• **WRITTEN REQUEST**
List every line of the items below that contains the word "duck", matching case exactly.

• **DATA PROVIDED**
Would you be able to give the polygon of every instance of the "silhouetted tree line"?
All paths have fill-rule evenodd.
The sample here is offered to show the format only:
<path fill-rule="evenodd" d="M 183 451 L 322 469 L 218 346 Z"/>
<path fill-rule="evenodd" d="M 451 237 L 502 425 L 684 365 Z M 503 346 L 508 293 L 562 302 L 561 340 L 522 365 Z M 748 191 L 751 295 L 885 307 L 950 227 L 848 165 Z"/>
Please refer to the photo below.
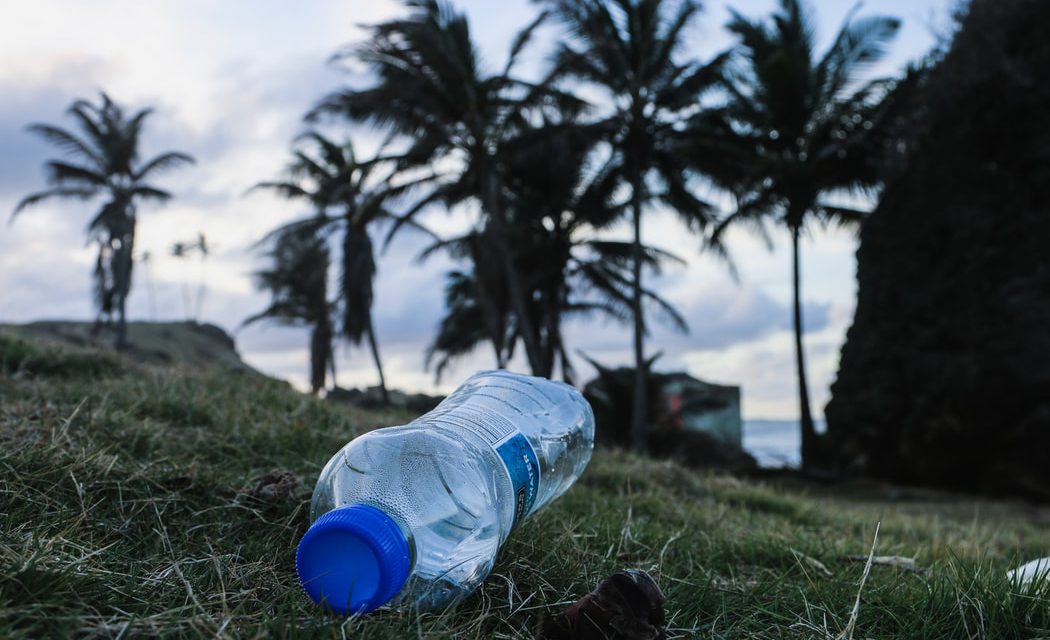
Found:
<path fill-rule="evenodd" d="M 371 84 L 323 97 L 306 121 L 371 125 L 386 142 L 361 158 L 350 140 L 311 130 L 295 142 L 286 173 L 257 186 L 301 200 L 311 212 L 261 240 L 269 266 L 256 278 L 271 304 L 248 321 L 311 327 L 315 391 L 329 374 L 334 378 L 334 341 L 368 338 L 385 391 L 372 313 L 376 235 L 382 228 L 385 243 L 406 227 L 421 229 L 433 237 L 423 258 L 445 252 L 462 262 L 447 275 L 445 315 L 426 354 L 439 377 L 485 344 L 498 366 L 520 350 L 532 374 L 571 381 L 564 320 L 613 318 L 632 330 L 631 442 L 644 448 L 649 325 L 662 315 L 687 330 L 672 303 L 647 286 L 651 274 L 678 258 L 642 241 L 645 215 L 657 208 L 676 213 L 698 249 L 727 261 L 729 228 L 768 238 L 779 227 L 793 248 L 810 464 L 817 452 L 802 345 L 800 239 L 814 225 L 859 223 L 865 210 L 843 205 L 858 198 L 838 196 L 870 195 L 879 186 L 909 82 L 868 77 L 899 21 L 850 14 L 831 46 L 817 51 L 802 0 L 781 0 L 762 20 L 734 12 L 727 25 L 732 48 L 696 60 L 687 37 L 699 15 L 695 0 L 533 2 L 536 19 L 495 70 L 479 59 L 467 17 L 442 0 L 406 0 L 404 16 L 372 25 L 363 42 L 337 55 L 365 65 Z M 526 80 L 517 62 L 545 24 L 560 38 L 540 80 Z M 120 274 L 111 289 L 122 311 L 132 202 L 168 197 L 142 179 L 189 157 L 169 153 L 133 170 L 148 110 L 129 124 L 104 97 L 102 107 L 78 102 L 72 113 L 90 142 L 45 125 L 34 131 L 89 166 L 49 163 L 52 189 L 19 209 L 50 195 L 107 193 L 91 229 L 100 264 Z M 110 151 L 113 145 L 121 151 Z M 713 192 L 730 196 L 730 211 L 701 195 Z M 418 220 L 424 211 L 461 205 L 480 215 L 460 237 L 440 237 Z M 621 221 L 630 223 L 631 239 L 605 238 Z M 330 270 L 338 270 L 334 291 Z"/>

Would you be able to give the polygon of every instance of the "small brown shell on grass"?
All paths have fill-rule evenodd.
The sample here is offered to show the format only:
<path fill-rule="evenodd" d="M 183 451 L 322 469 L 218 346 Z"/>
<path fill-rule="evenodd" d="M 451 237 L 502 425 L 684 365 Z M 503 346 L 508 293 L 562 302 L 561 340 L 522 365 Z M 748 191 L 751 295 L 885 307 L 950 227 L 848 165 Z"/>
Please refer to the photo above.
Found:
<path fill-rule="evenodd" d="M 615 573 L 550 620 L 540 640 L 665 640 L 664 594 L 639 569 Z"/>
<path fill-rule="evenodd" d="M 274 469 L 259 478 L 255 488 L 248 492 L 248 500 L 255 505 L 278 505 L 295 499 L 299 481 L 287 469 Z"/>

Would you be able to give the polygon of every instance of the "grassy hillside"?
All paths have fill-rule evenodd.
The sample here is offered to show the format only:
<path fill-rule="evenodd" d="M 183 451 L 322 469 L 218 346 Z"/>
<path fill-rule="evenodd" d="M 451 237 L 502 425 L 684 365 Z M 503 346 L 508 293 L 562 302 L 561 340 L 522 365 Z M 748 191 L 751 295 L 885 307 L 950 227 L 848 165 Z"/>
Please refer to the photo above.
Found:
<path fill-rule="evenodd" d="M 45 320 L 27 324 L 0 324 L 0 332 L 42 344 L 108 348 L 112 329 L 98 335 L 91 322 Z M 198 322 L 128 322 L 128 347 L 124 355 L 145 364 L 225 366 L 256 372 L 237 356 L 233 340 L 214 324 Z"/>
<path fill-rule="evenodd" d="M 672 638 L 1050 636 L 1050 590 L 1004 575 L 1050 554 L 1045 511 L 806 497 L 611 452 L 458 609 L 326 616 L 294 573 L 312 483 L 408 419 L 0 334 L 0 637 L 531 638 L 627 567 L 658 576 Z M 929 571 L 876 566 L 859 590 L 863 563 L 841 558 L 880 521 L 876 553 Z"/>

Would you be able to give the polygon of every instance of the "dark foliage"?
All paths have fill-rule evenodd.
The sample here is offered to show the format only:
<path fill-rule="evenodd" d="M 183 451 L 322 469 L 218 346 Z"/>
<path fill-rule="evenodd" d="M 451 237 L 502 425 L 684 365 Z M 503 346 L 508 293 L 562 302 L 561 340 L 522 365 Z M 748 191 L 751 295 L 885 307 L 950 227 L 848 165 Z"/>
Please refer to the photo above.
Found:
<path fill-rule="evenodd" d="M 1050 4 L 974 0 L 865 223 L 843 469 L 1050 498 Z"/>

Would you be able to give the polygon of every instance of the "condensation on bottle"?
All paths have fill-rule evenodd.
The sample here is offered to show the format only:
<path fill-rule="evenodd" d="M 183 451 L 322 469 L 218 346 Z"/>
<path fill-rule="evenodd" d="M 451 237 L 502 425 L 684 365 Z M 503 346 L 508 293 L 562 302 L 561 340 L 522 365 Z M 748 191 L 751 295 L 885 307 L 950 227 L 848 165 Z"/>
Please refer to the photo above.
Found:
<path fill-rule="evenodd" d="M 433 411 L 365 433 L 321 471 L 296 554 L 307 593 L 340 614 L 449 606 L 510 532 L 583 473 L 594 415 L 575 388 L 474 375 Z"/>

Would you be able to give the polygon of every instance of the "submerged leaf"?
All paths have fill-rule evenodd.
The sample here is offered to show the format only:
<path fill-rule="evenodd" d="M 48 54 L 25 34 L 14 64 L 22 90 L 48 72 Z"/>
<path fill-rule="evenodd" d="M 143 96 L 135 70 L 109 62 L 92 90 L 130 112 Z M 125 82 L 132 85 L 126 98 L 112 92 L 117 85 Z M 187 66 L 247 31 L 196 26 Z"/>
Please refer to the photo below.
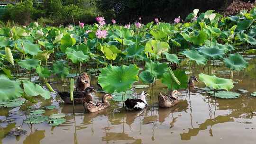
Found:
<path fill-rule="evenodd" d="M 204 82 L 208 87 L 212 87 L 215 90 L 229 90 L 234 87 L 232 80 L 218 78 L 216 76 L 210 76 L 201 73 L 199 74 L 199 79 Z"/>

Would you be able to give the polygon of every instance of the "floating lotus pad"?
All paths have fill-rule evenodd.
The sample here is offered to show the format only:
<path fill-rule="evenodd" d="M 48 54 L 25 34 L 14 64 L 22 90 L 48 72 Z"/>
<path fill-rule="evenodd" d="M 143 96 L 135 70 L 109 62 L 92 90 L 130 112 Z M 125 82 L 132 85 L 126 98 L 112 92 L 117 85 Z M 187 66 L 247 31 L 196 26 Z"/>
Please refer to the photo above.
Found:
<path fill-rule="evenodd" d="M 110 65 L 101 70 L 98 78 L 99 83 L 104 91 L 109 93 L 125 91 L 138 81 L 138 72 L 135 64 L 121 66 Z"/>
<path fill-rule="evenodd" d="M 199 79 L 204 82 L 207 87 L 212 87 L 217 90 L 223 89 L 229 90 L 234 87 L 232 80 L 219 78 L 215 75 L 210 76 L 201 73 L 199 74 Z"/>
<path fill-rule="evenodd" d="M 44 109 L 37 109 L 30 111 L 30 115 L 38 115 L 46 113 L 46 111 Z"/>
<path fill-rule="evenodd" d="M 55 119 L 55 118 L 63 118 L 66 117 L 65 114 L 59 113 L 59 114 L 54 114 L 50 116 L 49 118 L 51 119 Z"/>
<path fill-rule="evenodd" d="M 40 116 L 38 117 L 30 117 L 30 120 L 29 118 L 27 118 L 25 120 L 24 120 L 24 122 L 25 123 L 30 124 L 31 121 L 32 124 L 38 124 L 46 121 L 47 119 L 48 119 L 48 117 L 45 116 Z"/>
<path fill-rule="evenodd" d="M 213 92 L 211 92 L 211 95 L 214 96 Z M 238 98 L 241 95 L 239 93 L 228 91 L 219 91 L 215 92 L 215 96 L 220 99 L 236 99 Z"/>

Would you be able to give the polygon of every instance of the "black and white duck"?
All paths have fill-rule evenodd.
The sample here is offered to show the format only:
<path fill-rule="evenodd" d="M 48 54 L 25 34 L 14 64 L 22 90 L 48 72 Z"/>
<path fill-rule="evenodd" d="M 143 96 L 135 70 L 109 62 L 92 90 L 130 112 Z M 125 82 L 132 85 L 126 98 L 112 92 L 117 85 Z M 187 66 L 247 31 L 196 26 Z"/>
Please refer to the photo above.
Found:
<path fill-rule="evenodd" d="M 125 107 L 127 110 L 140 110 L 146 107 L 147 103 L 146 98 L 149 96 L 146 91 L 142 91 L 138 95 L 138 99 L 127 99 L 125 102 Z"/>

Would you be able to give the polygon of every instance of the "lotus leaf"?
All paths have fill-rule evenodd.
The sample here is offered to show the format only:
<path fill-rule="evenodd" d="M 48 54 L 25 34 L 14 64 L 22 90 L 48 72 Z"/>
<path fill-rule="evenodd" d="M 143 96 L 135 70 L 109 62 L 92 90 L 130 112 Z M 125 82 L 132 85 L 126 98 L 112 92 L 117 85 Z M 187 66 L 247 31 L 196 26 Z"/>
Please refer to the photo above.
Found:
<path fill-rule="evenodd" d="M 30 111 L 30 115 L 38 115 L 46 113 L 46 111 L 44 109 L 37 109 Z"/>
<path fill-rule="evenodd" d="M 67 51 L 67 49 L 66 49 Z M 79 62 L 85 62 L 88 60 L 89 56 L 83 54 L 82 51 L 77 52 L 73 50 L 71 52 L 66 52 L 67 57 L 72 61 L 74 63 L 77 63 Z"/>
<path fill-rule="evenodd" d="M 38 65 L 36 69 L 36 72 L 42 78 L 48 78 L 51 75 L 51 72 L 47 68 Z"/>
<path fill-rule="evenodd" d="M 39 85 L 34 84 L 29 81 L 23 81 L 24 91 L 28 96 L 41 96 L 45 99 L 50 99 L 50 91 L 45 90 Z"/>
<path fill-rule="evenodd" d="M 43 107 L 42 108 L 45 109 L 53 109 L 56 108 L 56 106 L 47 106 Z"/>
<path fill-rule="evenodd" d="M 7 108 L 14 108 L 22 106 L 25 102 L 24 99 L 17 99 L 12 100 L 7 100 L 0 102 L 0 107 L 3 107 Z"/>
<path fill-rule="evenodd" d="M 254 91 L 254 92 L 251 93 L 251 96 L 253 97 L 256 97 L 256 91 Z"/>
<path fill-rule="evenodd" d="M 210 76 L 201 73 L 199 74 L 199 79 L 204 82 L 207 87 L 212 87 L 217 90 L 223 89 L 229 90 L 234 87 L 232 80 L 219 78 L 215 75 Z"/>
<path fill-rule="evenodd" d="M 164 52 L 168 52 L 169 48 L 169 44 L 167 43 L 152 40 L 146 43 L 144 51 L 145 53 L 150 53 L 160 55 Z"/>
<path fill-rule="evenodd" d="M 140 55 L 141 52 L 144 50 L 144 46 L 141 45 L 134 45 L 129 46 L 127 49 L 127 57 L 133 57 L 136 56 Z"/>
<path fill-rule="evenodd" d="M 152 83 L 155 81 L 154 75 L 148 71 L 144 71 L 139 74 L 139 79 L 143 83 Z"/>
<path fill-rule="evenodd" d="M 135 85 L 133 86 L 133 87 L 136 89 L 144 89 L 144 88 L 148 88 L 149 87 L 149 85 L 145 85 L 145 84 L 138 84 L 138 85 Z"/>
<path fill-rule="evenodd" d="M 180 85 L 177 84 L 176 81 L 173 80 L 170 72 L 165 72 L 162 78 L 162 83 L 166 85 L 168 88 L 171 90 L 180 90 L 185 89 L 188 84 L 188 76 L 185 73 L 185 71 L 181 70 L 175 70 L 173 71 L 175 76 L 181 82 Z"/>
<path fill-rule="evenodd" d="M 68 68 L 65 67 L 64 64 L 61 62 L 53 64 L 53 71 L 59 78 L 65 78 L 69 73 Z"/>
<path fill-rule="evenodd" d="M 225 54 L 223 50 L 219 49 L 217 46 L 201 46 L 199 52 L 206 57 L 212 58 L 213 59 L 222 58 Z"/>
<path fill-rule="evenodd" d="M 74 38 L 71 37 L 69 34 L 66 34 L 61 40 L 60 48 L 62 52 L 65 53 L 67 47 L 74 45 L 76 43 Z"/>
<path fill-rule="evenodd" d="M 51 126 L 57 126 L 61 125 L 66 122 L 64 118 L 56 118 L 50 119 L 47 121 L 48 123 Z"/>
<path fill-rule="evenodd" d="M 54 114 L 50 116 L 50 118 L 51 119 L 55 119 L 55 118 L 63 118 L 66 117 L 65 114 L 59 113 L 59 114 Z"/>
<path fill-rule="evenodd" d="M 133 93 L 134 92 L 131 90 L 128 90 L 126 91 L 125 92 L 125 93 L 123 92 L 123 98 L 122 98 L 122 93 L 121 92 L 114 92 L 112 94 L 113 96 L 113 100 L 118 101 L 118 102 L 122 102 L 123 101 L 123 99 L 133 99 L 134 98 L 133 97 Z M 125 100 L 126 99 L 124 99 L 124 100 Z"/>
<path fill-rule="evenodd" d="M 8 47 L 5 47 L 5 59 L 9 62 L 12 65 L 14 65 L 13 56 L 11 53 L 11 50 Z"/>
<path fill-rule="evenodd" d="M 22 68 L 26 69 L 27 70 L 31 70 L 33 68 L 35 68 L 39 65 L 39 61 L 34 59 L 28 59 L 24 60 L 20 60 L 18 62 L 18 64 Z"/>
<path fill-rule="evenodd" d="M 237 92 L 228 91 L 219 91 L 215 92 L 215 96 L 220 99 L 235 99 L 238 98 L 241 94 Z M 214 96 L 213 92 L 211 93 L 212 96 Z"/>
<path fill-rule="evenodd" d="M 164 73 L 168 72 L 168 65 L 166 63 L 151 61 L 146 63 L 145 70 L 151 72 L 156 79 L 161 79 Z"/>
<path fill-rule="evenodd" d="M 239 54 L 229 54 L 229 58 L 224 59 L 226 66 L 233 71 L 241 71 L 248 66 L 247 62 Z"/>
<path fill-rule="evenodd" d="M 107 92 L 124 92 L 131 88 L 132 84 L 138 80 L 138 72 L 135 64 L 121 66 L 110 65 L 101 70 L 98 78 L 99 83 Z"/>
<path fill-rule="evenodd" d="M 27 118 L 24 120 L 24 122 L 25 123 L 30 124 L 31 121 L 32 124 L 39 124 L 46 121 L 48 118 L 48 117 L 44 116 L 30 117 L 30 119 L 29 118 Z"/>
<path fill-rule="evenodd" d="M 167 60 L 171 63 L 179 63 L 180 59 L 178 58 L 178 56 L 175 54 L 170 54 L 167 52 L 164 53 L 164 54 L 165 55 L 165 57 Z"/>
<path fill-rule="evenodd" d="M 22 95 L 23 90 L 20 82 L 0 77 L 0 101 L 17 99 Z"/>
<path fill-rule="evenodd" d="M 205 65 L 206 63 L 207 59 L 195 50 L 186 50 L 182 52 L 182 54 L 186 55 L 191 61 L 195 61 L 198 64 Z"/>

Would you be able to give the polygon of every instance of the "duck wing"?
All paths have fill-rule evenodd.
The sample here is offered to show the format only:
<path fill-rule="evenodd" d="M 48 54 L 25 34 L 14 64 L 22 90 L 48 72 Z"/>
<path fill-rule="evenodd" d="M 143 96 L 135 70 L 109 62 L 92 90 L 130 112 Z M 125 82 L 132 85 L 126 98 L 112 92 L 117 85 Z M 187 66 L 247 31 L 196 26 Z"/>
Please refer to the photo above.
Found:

• **RESPONSE TO THE EXERCISE**
Would you be able to give the polygon of every instance of the "black and white duck"?
Would you be able to give the polygon of every instance of the "duck wing"?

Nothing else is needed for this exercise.